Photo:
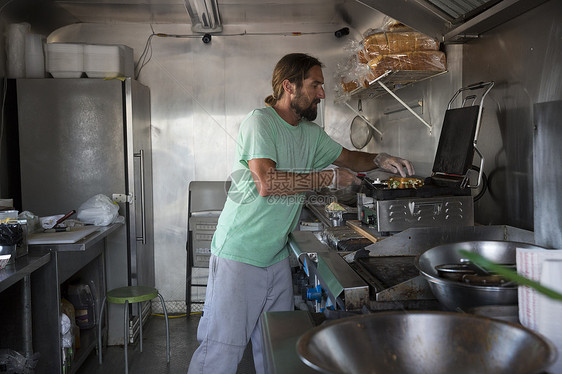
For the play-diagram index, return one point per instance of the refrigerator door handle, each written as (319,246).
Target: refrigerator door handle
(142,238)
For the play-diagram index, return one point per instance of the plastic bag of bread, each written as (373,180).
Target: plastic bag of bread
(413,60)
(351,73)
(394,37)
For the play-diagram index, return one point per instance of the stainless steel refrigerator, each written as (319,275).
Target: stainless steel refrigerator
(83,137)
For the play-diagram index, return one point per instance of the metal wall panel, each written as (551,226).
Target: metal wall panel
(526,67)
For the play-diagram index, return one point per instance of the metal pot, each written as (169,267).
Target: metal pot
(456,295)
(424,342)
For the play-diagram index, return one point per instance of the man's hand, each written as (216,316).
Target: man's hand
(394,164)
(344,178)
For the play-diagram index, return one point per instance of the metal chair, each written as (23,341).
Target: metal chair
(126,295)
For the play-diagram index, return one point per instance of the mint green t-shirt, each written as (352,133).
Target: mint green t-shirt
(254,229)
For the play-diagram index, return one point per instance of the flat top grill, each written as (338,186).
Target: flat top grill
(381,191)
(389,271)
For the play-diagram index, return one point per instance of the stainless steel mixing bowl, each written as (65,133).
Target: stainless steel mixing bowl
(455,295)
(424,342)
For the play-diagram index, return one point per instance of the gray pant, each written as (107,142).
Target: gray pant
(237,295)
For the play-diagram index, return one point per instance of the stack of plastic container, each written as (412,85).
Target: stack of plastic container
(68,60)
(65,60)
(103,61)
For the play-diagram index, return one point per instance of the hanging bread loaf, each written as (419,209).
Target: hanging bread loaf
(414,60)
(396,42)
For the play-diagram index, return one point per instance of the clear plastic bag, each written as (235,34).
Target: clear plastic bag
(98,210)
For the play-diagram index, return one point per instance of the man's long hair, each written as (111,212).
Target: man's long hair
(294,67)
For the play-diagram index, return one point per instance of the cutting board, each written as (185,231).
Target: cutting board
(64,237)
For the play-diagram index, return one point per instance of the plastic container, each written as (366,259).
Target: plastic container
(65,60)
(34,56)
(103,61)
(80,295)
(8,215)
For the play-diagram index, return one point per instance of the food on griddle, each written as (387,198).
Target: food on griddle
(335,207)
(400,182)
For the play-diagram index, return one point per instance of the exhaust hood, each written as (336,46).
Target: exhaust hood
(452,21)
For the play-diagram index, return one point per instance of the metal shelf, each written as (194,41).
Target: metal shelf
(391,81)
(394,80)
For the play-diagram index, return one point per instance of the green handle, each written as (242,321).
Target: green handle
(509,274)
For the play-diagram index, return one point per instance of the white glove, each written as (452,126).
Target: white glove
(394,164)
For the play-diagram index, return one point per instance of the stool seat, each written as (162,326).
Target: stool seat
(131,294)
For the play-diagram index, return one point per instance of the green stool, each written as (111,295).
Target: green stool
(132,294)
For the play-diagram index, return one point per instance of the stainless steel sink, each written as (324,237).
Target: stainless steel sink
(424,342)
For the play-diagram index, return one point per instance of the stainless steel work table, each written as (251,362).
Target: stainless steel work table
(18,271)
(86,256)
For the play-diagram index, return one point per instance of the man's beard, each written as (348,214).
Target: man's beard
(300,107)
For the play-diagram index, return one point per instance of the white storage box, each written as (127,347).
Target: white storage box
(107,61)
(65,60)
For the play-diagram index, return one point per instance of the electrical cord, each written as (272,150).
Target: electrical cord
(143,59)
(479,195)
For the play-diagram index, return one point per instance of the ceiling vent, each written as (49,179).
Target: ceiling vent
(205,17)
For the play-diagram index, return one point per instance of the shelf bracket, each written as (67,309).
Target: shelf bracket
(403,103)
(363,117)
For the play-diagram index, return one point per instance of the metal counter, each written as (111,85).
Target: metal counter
-=-=-=-=-
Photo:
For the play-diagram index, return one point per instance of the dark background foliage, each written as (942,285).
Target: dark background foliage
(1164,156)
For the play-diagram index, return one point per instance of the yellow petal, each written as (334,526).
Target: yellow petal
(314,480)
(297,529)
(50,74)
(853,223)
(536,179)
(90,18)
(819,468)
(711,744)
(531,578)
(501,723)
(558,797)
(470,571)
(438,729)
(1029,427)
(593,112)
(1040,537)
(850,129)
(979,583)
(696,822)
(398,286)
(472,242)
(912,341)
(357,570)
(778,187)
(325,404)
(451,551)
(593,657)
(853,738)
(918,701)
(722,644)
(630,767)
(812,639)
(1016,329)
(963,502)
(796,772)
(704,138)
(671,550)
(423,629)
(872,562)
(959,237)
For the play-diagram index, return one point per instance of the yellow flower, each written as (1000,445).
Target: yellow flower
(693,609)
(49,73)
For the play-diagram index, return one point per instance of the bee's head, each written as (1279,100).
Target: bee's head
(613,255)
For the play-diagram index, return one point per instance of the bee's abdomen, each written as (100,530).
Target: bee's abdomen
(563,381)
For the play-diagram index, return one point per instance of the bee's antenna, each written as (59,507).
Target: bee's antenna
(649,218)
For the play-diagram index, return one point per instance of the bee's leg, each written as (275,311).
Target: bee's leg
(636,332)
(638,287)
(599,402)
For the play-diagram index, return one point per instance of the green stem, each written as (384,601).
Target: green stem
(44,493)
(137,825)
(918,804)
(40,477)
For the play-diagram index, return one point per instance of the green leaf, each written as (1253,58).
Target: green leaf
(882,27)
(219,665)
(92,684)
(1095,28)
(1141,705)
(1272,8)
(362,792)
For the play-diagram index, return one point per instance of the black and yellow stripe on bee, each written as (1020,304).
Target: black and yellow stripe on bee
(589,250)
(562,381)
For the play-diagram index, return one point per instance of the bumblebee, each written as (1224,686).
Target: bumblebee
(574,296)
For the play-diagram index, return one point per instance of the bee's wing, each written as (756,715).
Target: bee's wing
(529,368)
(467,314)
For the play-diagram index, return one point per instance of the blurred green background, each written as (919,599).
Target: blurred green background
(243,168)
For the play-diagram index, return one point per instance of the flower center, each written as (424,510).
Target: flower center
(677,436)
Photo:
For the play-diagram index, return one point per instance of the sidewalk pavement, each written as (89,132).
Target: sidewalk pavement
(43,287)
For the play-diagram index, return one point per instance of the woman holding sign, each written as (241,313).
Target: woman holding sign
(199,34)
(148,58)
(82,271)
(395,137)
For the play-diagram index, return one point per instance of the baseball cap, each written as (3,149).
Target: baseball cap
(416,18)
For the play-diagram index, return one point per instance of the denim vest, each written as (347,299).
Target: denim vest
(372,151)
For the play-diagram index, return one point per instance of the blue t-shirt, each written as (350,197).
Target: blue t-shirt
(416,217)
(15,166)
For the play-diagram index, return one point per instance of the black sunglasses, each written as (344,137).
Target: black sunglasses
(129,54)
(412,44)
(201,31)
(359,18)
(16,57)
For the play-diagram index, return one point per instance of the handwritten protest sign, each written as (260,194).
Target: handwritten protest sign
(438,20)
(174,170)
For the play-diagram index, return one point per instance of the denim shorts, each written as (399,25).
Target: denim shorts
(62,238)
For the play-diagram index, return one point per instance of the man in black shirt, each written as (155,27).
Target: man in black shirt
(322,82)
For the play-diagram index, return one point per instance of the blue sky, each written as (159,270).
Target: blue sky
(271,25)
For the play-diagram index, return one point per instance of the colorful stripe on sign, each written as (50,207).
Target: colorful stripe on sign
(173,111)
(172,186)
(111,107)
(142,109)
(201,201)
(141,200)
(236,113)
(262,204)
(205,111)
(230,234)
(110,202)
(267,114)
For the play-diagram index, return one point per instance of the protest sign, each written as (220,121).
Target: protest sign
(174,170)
-=-=-=-=-
Exercise requirements> List every line in the rows above that contains the word "holding", copying each line in full.

Written answer>
For the play-diagram index, return one point per instance of the woman holding sign, each written as (241,313).
Target: woman holding sign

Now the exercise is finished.